--- start DOCUMENT PASSAGE ---
Bolram,does Nitrazorb come in a little bag which you stick behind sponge in the filter ?

I am thinking would it be enough just put that bag of it in a bucket and keep it in there for a day or 2 without filter before i do water change . 

After water change fish seemed to be more active , even the one that was hiding behind plants , but it still wouldnt eat anything . Should i buy different food for them ?

When should i add more of neons ? after a week or 10 days ?

Oh,and when can i add snails or shrimp ? got green algea growing on my rocks,and brown algea on my gravel and glass.
Dont want to add too many too quickly,so would be great if you help me with this,and what would be better to add first ? shrimp or snails ?

EDIT : i found some Freeze dried daphnia,Freeze dried bloodworms,Powdered brine shrimp and micro wafers .Any of these wouldnt be suitable for neon tetras ?


----------



## bolram (May 17, 2011)

Yeah thats the one its in a bag. Not used it so dont know the deal on it, but i guess its worth a try because short times with high nitrates is fine but prolonged amounts of time can seriously harm your fish. Even if they seem fine now.

I went from 6 neons to 10 in a space of about 7-10 days, its upto you whether you want to slowly introduce amounts just make sure your params stay level when doing so. Ive no experience with snails so not sure but the shrimp should be fine 

My neons eat anything i put in the tank lol, ive used tetra-color enhancer flakes, nutrafin max flake, freeze dried daphnia and tubifex plus frozen foods, they have eaten everything so far. Just give them a couple of days it just might be stress but when they want to eat they will, otherwise they eat small organisms that live in the water which you wont see but in time they should start eating properly.


----------



## Sweetgreenleaf1369 (Jun 24, 2011)

I would suggest you research tetra's check your water parameters they are sensitive to ph change the ph from your LFS could be different from your tank...


----------



## sondre (Jun 1, 2011)

Did a bit of reading about nerite snails , they are small but have big poops lol

My son wants snail in the tank,but i am not sure its a good idea  

So shrimps might be better as algea eaters .


----------



## jrman83 (Jul 9, 2010)

I doubt your nitrates are your problem if that is what the value is coming out to be. FWIW, I have about 25 that are kept in 80 degree water (Angel tank) with nitrate values that get to 80ish by the end of the week dosing nitrates. Cardinals/Neons are very common in hi-tech planted tanks with high nitrate values. They can be sensitive to ph, but I kept a dozen or so in 8.2 ph for a few months before they were moved to a tank with lower ph. It doesn't matter what the ph they were kept in before you got them as long as they were drip acclimated. Fish that are a little more sensitive to ph just may require a longer acclimation period. I acclimated mine for about 3hrs with a drip rate of about 30 drops a minute because I knew they were sensitive and going into high ph water.


----------



## sondre (Jun 1, 2011)

So after first 5 ,we bought another 6 , and out of 11 we got only 5 left 

1st one died because it was stressed , the other 5 got stuck behind a filter .


----------
--- end DOCUMENT PASSAGE ---
*PROMPT 1*:
In the aquarium forum thread, how long did jrman83 acclimate the fish, and at what drip rate?
The rows that follow this thread have no connection to it.
--- start DATASET RECORDS ---
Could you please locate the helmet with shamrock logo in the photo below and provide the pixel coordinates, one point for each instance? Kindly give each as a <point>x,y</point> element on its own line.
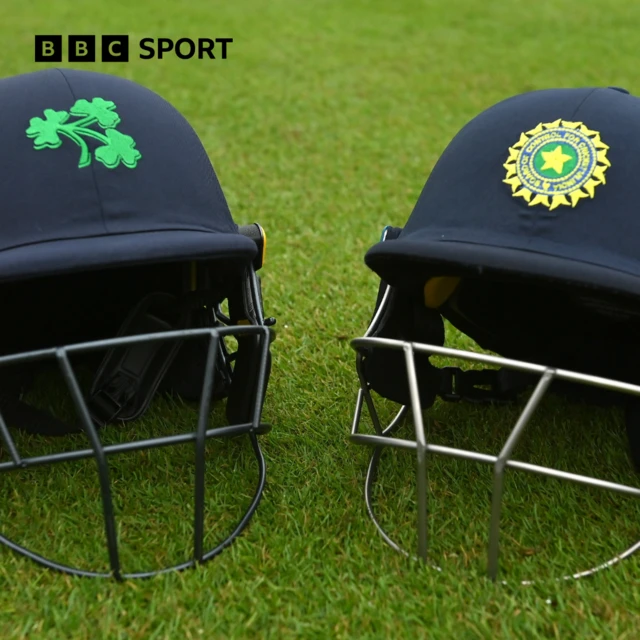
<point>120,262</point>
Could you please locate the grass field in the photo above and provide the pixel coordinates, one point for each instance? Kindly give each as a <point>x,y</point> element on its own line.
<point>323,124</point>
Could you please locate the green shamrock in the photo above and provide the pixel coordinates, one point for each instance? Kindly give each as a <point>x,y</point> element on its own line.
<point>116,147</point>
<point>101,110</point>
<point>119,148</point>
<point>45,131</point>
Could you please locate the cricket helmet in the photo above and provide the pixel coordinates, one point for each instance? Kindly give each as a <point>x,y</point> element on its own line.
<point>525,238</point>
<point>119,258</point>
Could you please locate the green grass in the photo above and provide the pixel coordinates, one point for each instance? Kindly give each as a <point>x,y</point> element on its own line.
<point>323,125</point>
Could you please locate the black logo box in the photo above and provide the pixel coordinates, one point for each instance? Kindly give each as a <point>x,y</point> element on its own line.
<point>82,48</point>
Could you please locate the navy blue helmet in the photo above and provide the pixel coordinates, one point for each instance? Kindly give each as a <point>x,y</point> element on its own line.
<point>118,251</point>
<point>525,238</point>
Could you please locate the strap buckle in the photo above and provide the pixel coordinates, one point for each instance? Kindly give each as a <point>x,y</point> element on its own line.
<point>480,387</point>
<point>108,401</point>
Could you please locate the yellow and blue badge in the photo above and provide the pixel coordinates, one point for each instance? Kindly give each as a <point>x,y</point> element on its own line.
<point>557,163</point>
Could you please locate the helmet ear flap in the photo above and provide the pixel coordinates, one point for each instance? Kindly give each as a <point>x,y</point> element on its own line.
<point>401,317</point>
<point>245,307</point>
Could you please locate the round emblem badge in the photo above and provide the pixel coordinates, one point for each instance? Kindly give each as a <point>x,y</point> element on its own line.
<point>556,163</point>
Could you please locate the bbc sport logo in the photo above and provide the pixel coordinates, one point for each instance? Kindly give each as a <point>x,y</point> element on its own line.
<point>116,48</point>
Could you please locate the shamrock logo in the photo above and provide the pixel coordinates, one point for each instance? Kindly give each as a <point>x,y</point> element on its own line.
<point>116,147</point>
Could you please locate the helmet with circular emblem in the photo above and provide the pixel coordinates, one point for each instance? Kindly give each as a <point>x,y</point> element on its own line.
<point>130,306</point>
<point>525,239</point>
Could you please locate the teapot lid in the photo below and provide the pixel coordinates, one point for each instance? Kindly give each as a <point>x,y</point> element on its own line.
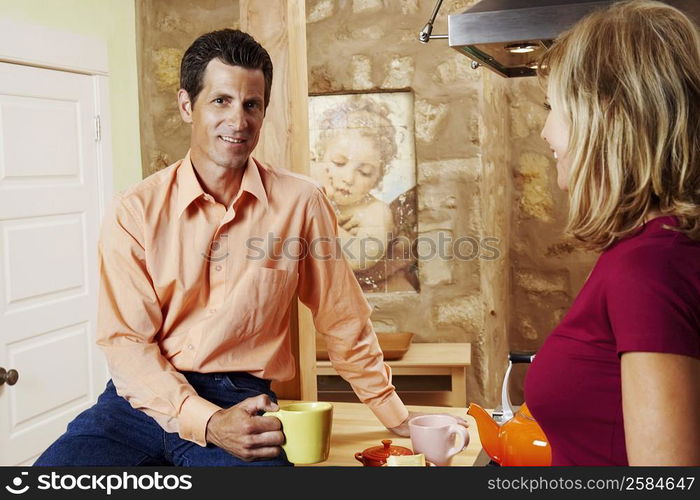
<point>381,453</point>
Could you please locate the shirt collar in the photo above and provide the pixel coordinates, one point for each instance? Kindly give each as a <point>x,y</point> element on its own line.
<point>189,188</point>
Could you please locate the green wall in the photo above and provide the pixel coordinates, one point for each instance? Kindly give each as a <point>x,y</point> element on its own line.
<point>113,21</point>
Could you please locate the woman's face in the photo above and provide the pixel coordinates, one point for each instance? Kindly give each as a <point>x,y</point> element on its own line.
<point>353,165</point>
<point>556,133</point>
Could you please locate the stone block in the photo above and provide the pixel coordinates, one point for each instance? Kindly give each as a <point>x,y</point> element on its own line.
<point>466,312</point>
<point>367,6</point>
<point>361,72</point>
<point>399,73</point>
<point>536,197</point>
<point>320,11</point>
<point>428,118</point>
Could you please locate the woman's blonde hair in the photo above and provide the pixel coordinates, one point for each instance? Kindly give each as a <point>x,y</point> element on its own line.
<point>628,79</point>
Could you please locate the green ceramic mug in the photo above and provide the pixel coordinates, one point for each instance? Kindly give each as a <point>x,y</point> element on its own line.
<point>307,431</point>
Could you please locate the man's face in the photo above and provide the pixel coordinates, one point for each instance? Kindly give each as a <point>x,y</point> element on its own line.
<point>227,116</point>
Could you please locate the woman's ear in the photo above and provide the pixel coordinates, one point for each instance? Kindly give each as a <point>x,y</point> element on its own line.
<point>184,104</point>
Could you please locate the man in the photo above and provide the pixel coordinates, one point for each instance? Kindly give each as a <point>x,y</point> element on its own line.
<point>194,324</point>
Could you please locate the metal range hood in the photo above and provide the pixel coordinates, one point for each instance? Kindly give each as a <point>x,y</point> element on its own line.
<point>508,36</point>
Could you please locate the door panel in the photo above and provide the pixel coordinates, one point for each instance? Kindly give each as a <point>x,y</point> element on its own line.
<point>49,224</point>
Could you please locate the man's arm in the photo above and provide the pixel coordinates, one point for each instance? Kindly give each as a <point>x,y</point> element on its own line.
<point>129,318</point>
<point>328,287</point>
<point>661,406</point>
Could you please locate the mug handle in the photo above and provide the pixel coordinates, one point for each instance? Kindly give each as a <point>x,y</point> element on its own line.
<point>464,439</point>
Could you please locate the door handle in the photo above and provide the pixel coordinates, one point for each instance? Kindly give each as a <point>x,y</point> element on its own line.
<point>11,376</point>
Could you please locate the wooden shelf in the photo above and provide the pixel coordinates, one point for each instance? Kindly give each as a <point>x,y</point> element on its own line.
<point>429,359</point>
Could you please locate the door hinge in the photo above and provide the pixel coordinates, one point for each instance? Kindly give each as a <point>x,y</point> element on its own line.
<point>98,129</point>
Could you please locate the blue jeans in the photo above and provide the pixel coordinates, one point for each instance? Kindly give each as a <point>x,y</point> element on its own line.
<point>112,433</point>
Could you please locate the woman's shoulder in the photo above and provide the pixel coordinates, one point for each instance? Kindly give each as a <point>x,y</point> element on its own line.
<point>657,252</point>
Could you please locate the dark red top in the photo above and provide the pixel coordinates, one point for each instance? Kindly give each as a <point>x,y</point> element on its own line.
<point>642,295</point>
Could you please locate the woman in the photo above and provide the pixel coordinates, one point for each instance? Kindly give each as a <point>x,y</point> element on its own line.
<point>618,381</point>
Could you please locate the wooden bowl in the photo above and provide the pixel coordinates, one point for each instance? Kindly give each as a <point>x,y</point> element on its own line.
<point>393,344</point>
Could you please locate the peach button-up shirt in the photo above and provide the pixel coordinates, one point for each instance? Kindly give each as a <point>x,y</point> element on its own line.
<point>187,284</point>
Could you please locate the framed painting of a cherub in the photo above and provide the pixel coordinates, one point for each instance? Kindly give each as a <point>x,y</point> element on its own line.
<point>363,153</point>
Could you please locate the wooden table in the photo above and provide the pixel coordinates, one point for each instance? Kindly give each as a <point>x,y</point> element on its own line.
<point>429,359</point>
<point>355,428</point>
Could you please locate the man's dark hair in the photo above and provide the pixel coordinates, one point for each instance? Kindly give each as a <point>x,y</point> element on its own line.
--- end DATASET RECORDS ---
*PROMPT 2*:
Substitute "burgundy top" for "dark red top" in the rows from the line with "Could you please locate the dark" to the line with "<point>618,381</point>", and give only those lines with everything else unchanged.

*CORRECT RESULT 1*:
About 3 hours, at a drip rate of about 30 drops a minute.

*CORRECT RESULT 2*:
Could you please locate the burgundy top in the photo above and provide the pixel coordinates, one point for each instance? Kindly give each as a <point>x,y</point> element on its own line.
<point>642,295</point>
Could you please locate the woman in the photo above and provide the pixel coordinates, one point for each instance? Kindly give each as a <point>x,y</point> element on its own line.
<point>618,381</point>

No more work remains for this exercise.